Indicación 1: Edita el pasaje del relato sobre la Laguna de Aguablanca entre "No sentí fatiga" y "en el municipio.", ambos incluidos: cambia "sendero" por "camino" y escríbelo completo.
Indicación 2: Retoma el relato sobre la Laguna de Aguablanca y sigue escribiéndolo a partir de su última frase.

Texto extraído:
□ □ □ □ □
Apego Sentimental – #CrónicasYSemblanzas

El suave vaivén de pequeñas olas, el perezoso y rítmico nadar de juguetones patos,  el revoletear casi rasante  de una bandada de pájaros coloridos y extraños, los apenas perceptibles destellos  producidos por discretos rayos de sol colados a través de espesos nubarrones sobre el espejo de agua de color acerado, el reventar de pequeñas burbujas producidas por los pececillos moradores del lugar,  la presencia altiva de arbustos nativos agitados por una delicada, fría y rumorosa brisa anclaron en mí la Laguna de Aguablanca.

Fue un miércoles de abril de 1962 cuando, en compañía de por lo menos 100 estudiantes más de la Escuela de Varones de Úmbita, luego de haber caminado durante cerca de hora y media desde el centro del pueblo, llegué por primera vez a este paraje.

No sentí fatiga a lo largo del tortuoso recorrido. Era un sendero de herradura, destapado y descuidado en su mantenimiento. Estaba tapizado de barro y piedras, filosas unas, resbalosas otras. Así eran las vías en el municipio.
□ □ □ □ □
Líneas en bruto:
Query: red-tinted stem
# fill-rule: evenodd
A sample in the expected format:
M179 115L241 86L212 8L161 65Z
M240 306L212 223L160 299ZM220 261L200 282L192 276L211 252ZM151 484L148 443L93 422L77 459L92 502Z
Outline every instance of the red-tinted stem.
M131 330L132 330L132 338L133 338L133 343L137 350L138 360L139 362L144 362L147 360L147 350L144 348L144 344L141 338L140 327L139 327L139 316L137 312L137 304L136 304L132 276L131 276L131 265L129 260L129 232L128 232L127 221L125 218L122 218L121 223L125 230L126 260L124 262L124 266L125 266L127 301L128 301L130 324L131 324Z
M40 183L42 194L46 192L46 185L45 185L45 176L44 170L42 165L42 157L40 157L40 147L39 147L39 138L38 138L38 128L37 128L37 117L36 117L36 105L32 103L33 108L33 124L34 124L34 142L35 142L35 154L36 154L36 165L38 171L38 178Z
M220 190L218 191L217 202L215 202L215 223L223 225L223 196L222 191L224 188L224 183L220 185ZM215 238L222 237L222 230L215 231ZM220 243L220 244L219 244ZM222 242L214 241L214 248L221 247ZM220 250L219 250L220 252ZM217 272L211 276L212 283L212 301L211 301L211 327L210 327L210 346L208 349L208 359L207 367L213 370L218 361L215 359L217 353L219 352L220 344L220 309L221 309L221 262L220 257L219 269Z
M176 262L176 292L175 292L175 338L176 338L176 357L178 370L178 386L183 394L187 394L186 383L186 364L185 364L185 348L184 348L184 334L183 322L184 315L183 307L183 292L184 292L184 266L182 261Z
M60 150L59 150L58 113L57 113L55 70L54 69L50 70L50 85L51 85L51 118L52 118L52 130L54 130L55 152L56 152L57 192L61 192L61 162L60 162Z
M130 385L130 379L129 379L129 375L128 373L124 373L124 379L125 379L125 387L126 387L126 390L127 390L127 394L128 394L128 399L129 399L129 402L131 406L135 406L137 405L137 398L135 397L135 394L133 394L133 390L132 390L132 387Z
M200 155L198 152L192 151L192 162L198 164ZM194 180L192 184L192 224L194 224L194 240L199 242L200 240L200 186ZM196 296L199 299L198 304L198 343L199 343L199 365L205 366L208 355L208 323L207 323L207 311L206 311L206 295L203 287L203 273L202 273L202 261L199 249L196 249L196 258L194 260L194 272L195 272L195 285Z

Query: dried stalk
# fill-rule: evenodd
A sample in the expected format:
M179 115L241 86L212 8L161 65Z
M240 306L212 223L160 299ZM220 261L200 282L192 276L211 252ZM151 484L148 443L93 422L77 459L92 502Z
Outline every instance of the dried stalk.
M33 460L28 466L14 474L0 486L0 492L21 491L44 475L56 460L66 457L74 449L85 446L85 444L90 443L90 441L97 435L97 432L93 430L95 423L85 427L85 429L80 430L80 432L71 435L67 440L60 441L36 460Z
□ □ □ □ □
Respuesta 1:
No sentí fatiga a lo largo del tortuoso recorrido. Era un camino de herradura, destapado y descuidado en su mantenimiento. Estaba tapizado de barro y piedras, filosas unas, resbalosas otras. Así eran las vías en el municipio.

Respuesta 2:
Todo ese día de paseo estuve al lado de Rafael Rubiano, José Vicente Huertas Daza, Domingo Antonio Sánchez, Próspero Manrique y Luis Cruz Franco, mis inseparables amigos de la infancia. 

No se me olvida, eso sí, que mis padres me apertrecharon de avío compuesto de bocadillo, queso, papas saladas, huevos cocidos, banano y naranja.

Tener frente a mí tan atractivo recurso natural, del cual mucho había oído hablar, disfrutar de la pureza del aire y el silencio del ambiente, palpar la imponencia del paisaje me llevaron a sentir sensaciones plácidas y a sumergirme en un trance de fascinación que sesenta años después me sigue dominando.

El regreso al pueblo lo emprendimos a las cuatro de la tarde. Fue esa una experiencia grata e inolvidable.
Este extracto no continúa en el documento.